## BEGIN Source document

If a reranker is evaluated on this group, it should be checked against both ranking quality and candidate coverage. The relevant set is multi-positive, so dropping secondary valid classifications can lower recall even when a first hit is found.

Task Summary

Task	Retrieval focus	Queries	Docs	Positives	BM25 nDCG@10	Dense nDCG@10	Reranking hybrid nDCG@10	Best profile
NanoBuiltBench	IFC-style asset to Uniclass description	200	2,761	1,480	0.5235	0.6209	0.5751	Dense
NanoBuiltBenchReranking	entity definition to candidate class	82	2,898	574	0.2681	0.3650	0.3277	Dense

Interpretation Notes for Model Researchers

NanoBuiltBench is a domain-alignment benchmark. Strong performance indicates that a retriever understands built-environment terminology and classification semantics, not simply that it can match English definitions. The multi-positive structure matters: a query may have several valid class descriptions, and a model should rank the relevant cluster well.

## END Source document
## BEGIN Extracted entries

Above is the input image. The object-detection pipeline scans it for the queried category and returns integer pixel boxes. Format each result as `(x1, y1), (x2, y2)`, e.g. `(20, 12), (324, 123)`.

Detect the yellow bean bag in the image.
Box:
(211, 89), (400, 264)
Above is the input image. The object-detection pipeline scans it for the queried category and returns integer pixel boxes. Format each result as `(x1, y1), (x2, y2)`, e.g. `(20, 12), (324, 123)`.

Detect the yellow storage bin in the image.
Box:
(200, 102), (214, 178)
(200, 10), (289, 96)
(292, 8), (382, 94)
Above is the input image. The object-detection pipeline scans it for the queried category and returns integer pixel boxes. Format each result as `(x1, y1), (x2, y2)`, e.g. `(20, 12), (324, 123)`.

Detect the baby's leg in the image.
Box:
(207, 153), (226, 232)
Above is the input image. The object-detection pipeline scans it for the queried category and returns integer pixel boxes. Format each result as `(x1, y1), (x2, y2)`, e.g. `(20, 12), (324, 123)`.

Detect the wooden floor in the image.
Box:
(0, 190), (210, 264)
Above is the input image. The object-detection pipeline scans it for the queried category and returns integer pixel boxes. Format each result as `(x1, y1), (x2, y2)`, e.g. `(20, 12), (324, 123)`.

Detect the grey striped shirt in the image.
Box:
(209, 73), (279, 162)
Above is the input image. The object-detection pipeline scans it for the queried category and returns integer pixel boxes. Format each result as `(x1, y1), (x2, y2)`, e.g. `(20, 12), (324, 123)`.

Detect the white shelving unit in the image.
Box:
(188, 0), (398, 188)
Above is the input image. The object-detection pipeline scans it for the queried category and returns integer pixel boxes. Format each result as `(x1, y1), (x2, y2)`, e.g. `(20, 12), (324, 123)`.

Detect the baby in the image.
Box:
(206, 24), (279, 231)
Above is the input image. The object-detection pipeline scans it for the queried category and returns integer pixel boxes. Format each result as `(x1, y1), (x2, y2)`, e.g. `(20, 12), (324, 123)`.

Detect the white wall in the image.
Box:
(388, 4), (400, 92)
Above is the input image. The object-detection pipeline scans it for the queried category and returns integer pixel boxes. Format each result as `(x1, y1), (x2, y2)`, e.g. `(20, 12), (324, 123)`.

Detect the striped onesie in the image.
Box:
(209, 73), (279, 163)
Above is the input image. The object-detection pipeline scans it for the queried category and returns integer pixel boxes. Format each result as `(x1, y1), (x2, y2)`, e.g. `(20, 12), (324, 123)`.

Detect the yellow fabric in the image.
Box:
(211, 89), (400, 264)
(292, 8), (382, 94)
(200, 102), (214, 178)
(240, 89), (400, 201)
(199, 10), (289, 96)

## END Extracted entries
## BEGIN Extracted entries

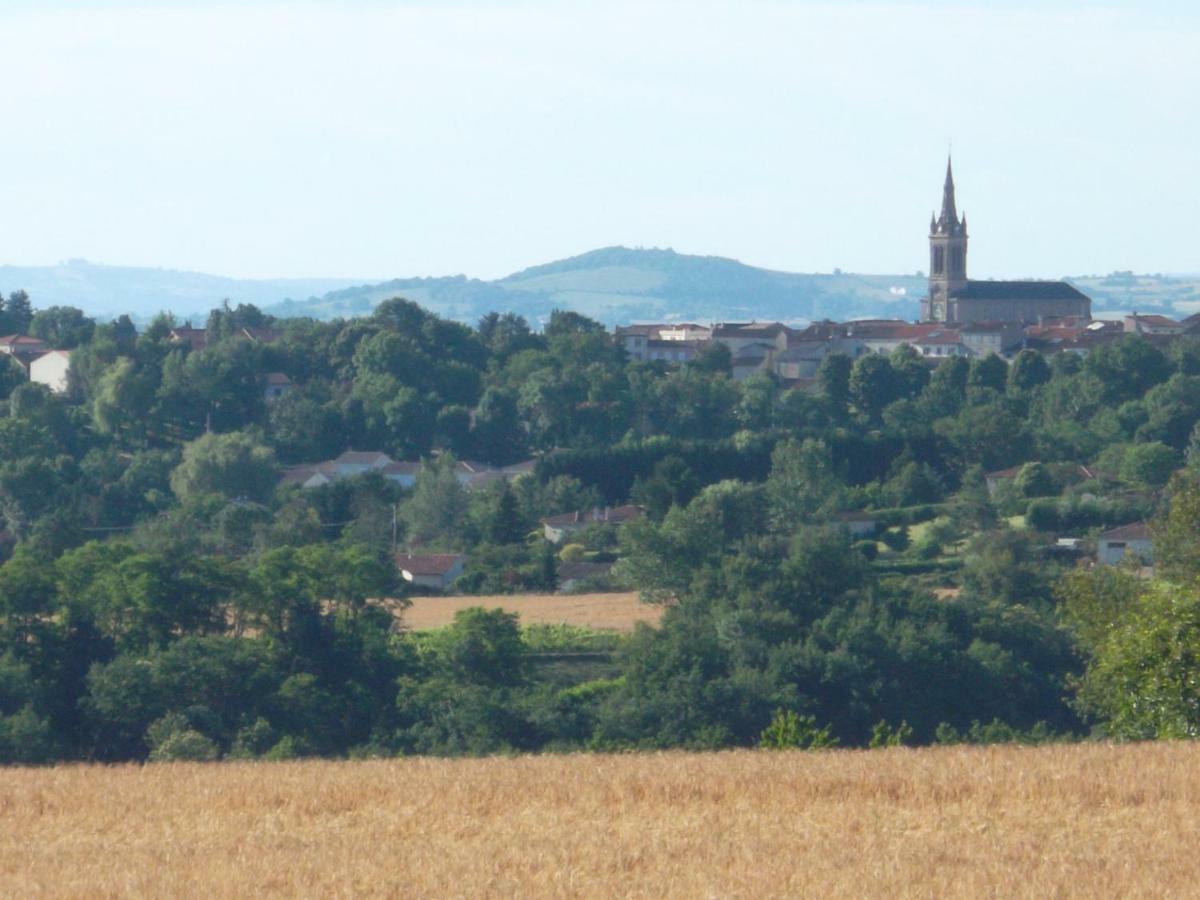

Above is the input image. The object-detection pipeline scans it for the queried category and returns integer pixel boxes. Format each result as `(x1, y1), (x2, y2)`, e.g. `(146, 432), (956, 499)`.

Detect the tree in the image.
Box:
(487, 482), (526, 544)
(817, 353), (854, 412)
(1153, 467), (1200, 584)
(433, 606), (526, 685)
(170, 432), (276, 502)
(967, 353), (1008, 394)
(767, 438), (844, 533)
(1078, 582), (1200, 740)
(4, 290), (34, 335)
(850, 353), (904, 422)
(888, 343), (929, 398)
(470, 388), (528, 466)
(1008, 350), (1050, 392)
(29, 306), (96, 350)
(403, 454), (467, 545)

## END Extracted entries

## To be done
1. In the benchmark notes, what is the dense nDCG@10 score for NanoBuiltBench?
2. Continue the benchmark notes from where they stop.

## Answers
1. 0.6209

2.
The group is also useful for testing domain adaptation. If a general embedding model performs poorly here but well on web QA, the gap likely reflects missing construction taxonomy knowledge. If BM25 is competitive, exact controlled vocabulary is still carrying the task; if dense retrieval is much stronger, the model is learning synonymy and hierarchy across classification systems.

Training and Leakage Notes

Useful training data includes non-overlapping built-asset entity-to-class pairs, IFC and Uniclass descriptions, construction taxonomy mappings, product-class alignment data, and facility-management terminology. Hard negatives should come from nearby product classes that share words but differ in function, level, or asset type.

Exclude NanoBuiltBench evaluation queries, positives, qrels, and near-duplicate classification descriptions. If source taxonomy tables are used for training, audit exact row overlap before evaluating.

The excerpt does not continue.